WORK REQUIRED — Can you rewrite all the entries below as a Markdown table with the columns Row and Line, giving each non-blank line its own numbered row and leaving the pictures out?

MATERIAL TO PROCESS —
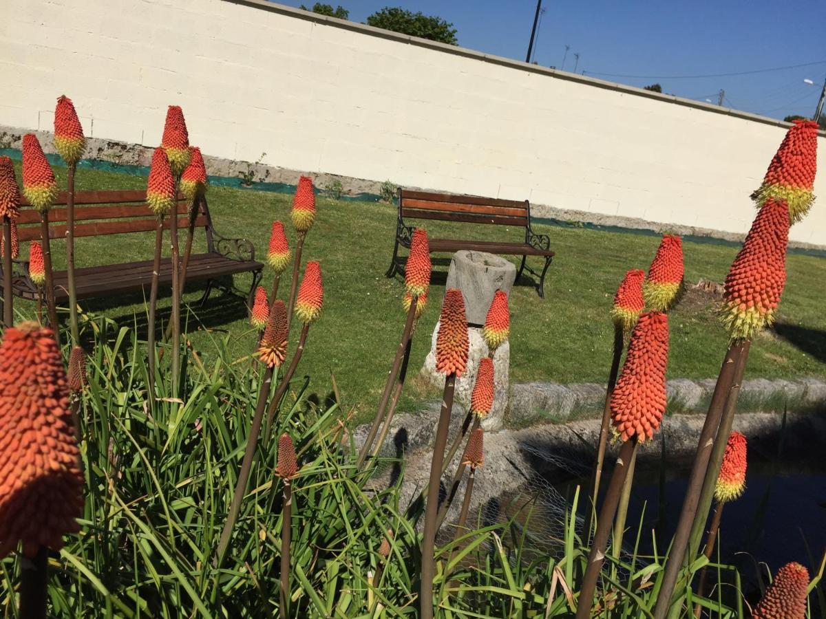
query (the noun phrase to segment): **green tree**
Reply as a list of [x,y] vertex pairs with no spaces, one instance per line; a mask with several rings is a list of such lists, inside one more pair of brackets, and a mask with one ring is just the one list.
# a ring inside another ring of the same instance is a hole
[[456,29],[449,21],[437,16],[428,16],[420,11],[414,13],[401,7],[385,7],[367,18],[368,26],[392,30],[411,36],[420,36],[451,45],[458,45]]
[[311,9],[307,8],[303,4],[298,8],[303,9],[304,11],[312,11],[314,13],[325,15],[328,17],[337,17],[338,19],[348,19],[350,17],[350,12],[341,5],[337,6],[334,9],[332,4],[321,4],[321,2],[316,2],[312,5]]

PROBLEM SOLUTION —
| Row | Line |
|---|---|
| 1 | query (the noun phrase to segment): **green tree** |
| 2 | Reply as a list of [x,y] vertex pairs with no spaces, one instance per line; a mask with several rings is a list of such lists, inside one more pair of brackets, and a mask with one ring is just the one list. |
| 3 | # a ring inside another ring of the same instance is a hole |
| 4 | [[456,29],[449,21],[437,16],[428,16],[420,11],[414,13],[401,7],[385,7],[367,18],[368,26],[392,30],[411,36],[420,36],[451,45],[458,45]] |
| 5 | [[311,9],[307,8],[303,4],[298,8],[303,9],[304,11],[312,11],[314,13],[325,15],[328,17],[337,17],[338,19],[348,19],[350,17],[350,12],[341,5],[337,6],[334,9],[332,4],[321,4],[321,2],[316,2],[312,5]] |